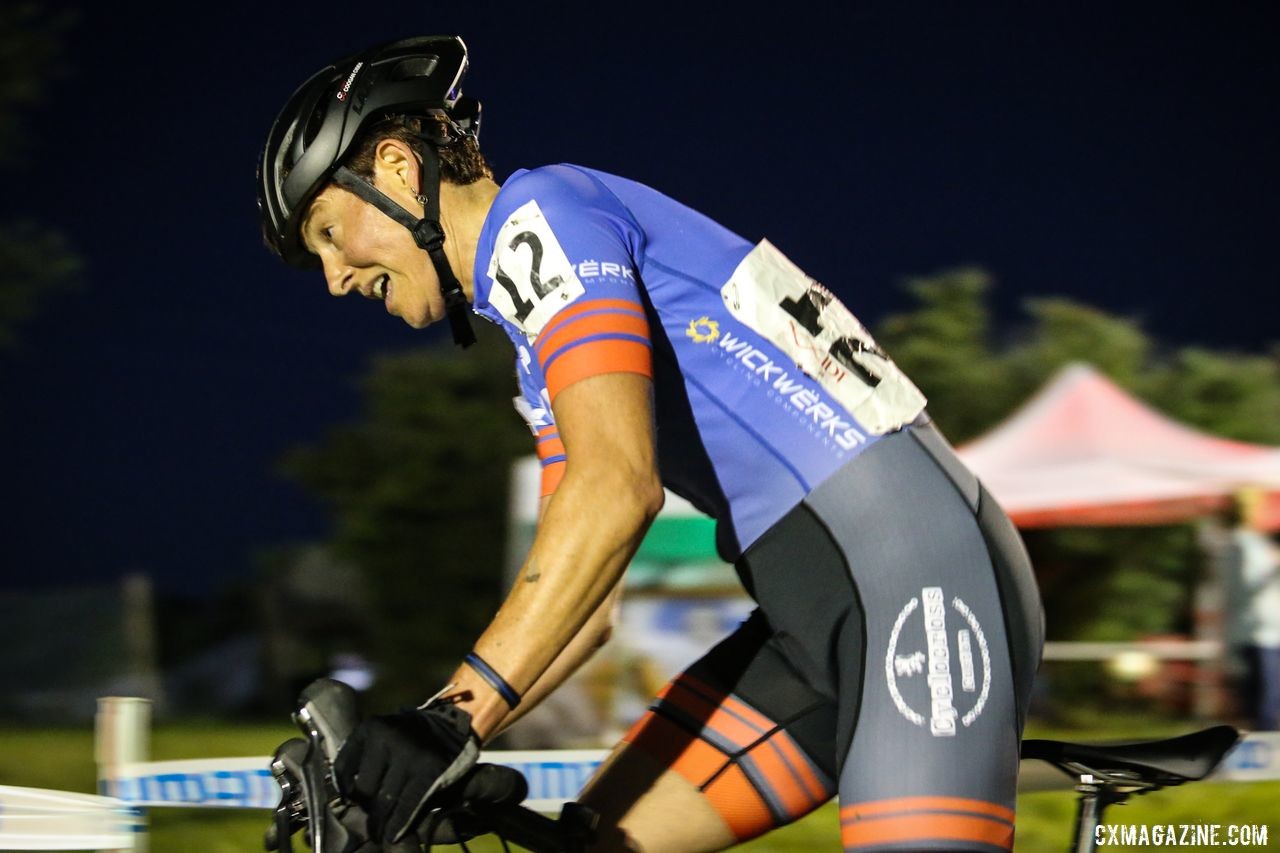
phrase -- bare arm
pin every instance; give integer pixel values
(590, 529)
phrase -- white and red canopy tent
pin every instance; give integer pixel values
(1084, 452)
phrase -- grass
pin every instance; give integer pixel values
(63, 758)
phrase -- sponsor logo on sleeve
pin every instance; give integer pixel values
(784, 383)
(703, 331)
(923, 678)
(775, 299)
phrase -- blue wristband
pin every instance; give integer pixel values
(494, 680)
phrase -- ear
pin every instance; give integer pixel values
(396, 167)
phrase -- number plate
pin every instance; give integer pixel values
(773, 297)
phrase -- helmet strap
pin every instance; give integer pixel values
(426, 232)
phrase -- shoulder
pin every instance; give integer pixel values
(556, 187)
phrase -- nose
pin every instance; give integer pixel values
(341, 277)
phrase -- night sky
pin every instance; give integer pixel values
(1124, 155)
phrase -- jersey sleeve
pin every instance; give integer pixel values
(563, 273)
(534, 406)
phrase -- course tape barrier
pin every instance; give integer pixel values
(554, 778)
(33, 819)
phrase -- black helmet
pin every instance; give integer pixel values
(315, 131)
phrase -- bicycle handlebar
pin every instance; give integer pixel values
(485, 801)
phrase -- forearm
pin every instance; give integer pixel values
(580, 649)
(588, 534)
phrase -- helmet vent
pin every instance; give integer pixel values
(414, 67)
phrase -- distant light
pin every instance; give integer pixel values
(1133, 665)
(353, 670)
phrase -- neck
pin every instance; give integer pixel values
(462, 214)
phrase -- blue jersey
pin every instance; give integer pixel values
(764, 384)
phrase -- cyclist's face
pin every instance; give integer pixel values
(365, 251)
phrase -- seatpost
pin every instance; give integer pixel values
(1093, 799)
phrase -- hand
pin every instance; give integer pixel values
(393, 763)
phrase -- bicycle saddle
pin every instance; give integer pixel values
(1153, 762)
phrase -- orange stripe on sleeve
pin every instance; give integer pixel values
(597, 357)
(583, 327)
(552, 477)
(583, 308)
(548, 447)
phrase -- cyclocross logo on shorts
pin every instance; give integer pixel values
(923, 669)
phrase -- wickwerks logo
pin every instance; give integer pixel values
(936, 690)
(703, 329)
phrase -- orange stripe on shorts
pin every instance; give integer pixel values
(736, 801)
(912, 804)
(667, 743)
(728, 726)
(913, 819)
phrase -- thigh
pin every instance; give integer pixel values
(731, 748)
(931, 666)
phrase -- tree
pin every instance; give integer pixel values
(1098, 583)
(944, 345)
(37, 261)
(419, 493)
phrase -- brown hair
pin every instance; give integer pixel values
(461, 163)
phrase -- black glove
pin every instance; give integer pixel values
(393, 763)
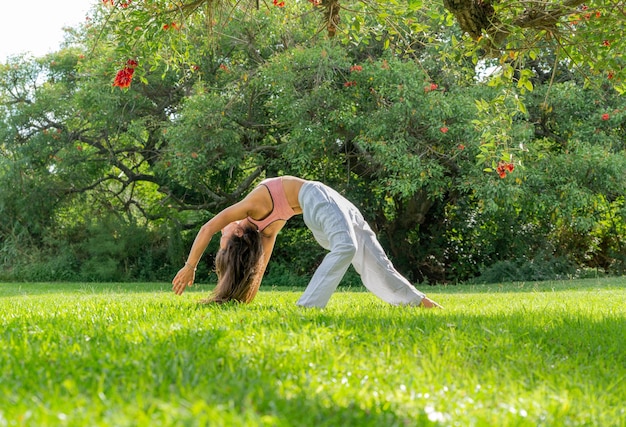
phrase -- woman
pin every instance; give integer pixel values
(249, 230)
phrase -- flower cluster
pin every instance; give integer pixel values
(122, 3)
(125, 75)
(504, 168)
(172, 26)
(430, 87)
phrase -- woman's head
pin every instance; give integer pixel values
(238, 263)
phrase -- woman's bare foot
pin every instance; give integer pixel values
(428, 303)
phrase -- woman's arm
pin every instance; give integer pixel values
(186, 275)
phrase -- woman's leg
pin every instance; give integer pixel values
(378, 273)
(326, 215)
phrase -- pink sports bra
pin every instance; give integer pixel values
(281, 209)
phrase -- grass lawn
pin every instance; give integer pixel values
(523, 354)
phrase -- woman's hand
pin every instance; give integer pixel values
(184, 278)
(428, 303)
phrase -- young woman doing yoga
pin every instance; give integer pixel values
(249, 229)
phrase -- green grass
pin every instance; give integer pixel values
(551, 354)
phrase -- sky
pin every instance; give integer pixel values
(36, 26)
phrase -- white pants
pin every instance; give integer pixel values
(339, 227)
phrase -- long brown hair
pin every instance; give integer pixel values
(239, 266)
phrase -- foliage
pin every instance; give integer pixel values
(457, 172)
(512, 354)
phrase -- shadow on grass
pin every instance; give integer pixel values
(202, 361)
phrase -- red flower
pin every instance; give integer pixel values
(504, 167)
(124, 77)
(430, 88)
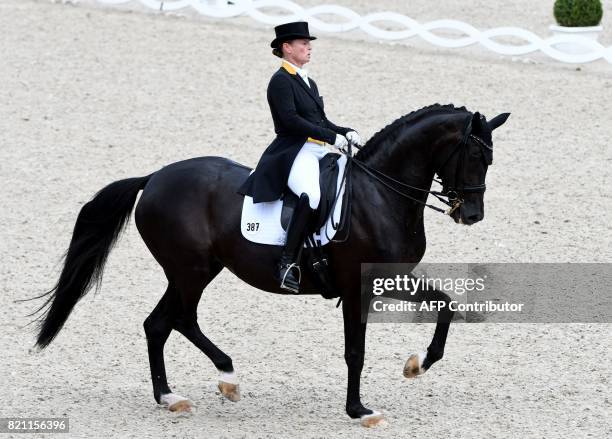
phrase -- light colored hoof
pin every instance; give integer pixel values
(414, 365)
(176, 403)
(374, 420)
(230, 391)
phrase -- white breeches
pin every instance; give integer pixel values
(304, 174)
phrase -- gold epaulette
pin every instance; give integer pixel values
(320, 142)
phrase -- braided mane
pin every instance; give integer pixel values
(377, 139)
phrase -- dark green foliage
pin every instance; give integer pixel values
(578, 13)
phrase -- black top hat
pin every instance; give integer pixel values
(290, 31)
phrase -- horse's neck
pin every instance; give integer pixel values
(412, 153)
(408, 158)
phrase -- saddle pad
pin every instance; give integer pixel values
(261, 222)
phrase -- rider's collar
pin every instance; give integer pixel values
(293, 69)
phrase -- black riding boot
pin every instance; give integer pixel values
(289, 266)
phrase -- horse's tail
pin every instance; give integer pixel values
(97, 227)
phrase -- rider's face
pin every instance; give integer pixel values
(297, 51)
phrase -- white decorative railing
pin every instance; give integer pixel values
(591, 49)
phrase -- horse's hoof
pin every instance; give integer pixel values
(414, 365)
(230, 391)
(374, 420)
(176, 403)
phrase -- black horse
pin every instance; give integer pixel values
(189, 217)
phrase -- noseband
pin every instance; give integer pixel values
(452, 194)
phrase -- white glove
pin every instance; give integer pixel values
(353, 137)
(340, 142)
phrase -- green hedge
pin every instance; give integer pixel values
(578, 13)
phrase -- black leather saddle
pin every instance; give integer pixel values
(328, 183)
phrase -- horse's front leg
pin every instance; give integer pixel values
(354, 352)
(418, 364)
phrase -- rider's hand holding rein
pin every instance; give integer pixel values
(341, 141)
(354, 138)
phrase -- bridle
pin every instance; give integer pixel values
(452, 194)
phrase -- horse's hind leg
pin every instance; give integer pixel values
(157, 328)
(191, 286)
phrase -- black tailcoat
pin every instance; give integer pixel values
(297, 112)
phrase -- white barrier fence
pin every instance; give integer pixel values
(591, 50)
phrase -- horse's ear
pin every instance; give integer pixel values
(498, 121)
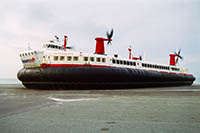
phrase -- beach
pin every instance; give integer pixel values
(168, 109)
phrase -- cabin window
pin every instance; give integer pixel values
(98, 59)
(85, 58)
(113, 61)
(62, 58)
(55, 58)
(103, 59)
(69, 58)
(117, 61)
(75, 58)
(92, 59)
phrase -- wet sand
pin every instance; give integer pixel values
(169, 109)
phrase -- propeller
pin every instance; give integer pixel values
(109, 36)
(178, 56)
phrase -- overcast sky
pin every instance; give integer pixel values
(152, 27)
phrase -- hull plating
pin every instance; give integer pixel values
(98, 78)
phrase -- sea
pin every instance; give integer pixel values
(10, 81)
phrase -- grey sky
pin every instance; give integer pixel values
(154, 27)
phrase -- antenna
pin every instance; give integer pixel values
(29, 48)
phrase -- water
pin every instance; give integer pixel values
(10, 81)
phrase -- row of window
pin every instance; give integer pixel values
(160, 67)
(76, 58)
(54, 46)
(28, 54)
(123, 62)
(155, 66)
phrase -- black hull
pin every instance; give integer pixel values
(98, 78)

[TASK DESCRIPTION]:
The listing above needs to be output again exactly. Don't include the pictures.

[IN RESPONSE]:
phrase -- bare arm
pin every instance; give integer pixel values
(590, 529)
phrase -- white and red canopy tent
pin every instance; give integer pixel values
(1084, 452)
phrase -- grass
pin every instance; give integer pixel values
(63, 758)
phrase -- sponsor logo on sleeve
pin every instance; give integer pixel values
(784, 383)
(703, 331)
(923, 678)
(775, 299)
phrase -- blue wristband
pin every instance; give integer pixel values
(494, 680)
phrase -- ear
pin every instance; give integer pixel values
(396, 167)
phrase -- number plate
pin every instance; give integer pixel values
(773, 297)
phrase -- helmet strap
pin every instance; give integer pixel values
(426, 232)
phrase -- shoulder
pin every instance; give integer pixel values
(556, 187)
phrase -- nose
pin every instance; give integer pixel values
(341, 277)
phrase -- night sky
pin every instance; give integer pixel values
(1124, 155)
phrase -- jersey sleeve
pin every instance; give integer pixel values
(563, 273)
(534, 406)
phrase -- course tape barrier
pin every instance; give integer pixel values
(554, 778)
(33, 819)
phrase -- black helmet
pin every instance; give integer pixel values
(315, 131)
phrase -- bicycle handlebar
pin every instance; give integer pixel values
(485, 801)
phrase -- forearm
pin every instance; give integer pixel values
(580, 649)
(588, 534)
phrase -- helmet vent
pin every instance; give integer pixel values
(414, 67)
phrase -- distant light
pin every instance; give integer pixel values
(1133, 665)
(353, 670)
phrase -- neck
pin every instance; give integer pixel values
(462, 214)
phrase -- blue jersey
pin every instance; give integer pixel values
(764, 384)
phrase -- cyclist's face
pin every instance; give integer pixel values
(365, 251)
phrase -- seatpost
pin every instance; give integer pixel values
(1093, 799)
phrase -- hand
pin every instance; give integer pixel values
(393, 763)
phrase -- bicycle saddle
pin every instance; give integer pixel values
(1153, 762)
phrase -- orange stripe on sleeve
pin every instance; give integer pixel values
(597, 357)
(583, 327)
(552, 477)
(583, 308)
(548, 447)
phrase -- cyclocross logo on shorts
pin every instance; give integer pixel values
(923, 669)
phrase -- wickwerks logo
pin every instance; give integer pixel values
(936, 690)
(703, 329)
phrase -- orange stripe on shorts
pin every instance; give integer pixel values
(736, 801)
(912, 804)
(667, 743)
(728, 726)
(913, 819)
phrase -- thigh
pin every instance; give integer pixel values
(731, 748)
(931, 666)
phrase -- tree
pin every instance; give integer pixel values
(1098, 583)
(944, 345)
(37, 261)
(419, 493)
phrase -- brown hair
pin every instance; give integer pixel values
(461, 163)
phrase -- black glove
pin every instance; give integer pixel values
(393, 763)
phrase -- woman
pin every instance; give integer pixel values
(249, 230)
phrase -- flower cluster
pin every instance; give integer pixel values
(122, 3)
(125, 75)
(504, 168)
(172, 26)
(430, 87)
phrase -- woman's head
pin every instance; give integer pixel values
(238, 263)
phrase -- woman's bare foot
pin every instance; give integer pixel values
(428, 303)
phrase -- woman's arm
pin every instance; give integer pixel values
(186, 275)
phrase -- woman's leg
pin every instance; give integer pixel values
(378, 273)
(326, 215)
phrase -- pink sports bra
pin every instance; give integer pixel values
(281, 209)
phrase -- grass lawn
pin every instance; give integer pixel values
(523, 354)
phrase -- woman's hand
pin every instance; give integer pixel values
(184, 278)
(428, 303)
phrase -- young woman doing yoga
pin every instance; give integer pixel values
(249, 229)
phrase -- green grass
pin every instance; give integer pixel values
(551, 354)
phrase -- sky
pin every instance; give integer pixel values
(36, 26)
phrase -- white pants
pin every instance; give integer pixel values
(339, 227)
phrase -- long brown hair
pin every instance; give integer pixel values
(239, 266)
phrase -- foliage
pin every instance; give integer pixel values
(457, 172)
(512, 354)
phrase -- shadow on grass
pin every instance; give integer pixel values
(202, 361)
phrase -- red flower
pin every instance; give integer pixel values
(504, 167)
(124, 77)
(430, 88)
phrase -- light colored hoof
pin every instance; give integer pixel values
(414, 365)
(176, 403)
(374, 420)
(230, 391)
phrase -- white breeches
pin every instance; give integer pixel values
(304, 174)
phrase -- gold epaulette
pin every instance; give integer pixel values
(320, 142)
phrase -- braided mane
pin every instance; give integer pixel values
(377, 139)
phrase -- dark green foliage
pin every instance; give integer pixel values
(578, 13)
phrase -- black top hat
pin every instance; give integer pixel values
(290, 31)
phrase -- horse's neck
pin every instance; give integer pixel values
(412, 153)
(408, 158)
phrase -- saddle pad
pin every instance; give integer pixel values
(261, 222)
phrase -- rider's collar
pin every instance; give integer pixel values
(293, 69)
phrase -- black riding boot
pin every instance; give integer pixel values
(289, 266)
phrase -- horse's tail
pin every instance; give integer pixel values
(97, 227)
phrase -- rider's face
pin every instance; give integer pixel values
(297, 51)
phrase -- white decorative railing
pin every instance; give integer pixel values
(591, 49)
phrase -- horse's hoof
pin every instance; give integer pixel values
(414, 365)
(230, 391)
(374, 420)
(176, 403)
phrase -- black horse
pin every instance; give integer pixel values
(189, 217)
phrase -- noseband
pin every instance; give integer pixel values
(452, 194)
phrase -- white glove
pin every instance; give integer pixel values
(353, 137)
(340, 142)
phrase -- green hedge
pin every instance; give integer pixel values
(578, 13)
phrase -- black leather saddle
pin every instance; give integer pixel values
(328, 183)
phrase -- horse's front leg
pin every instance; give integer pixel values
(354, 352)
(418, 364)
phrase -- rider's hand holding rein
pin every instance; give integer pixel values
(341, 141)
(354, 138)
phrase -- bridle
pin every instance; give integer pixel values
(452, 194)
phrase -- horse's hind leg
pin every instance; give integer pixel values
(157, 328)
(191, 286)
phrase -- black tailcoat
pin every instance; give integer pixel values
(297, 112)
phrase -- white barrier fence
pin every instance; give integer pixel values
(591, 50)
phrase -- horse's ear
pin every instance; give integer pixel values
(498, 121)
phrase -- beach
pin every instance; give integer pixel values
(168, 109)
phrase -- cabin window
pin every instance; give integer pixel values
(98, 59)
(85, 58)
(113, 61)
(62, 58)
(55, 58)
(103, 59)
(69, 58)
(117, 61)
(75, 58)
(92, 59)
phrase -- wet sand
pin every instance; give integer pixel values
(169, 109)
phrase -- propeller
pin every instance; give integer pixel values
(109, 36)
(178, 56)
phrase -- overcast sky
pin every instance; give integer pixel values
(152, 27)
phrase -- hull plating
pin every instance; give integer pixel values
(98, 78)
phrase -- sea
pin every instance; give integer pixel values
(10, 81)
phrase -- grey sky
pin every instance; give integer pixel values
(154, 27)
phrase -- antenna
pin every instance; give integer pixel values
(29, 48)
phrase -- water
pin every instance; give integer pixel values
(10, 81)
phrase -- row of window
pin every instance; give integer pixel values
(160, 67)
(76, 58)
(54, 46)
(28, 54)
(123, 62)
(155, 66)
phrase -- black hull
pin every instance; give integer pixel values
(98, 78)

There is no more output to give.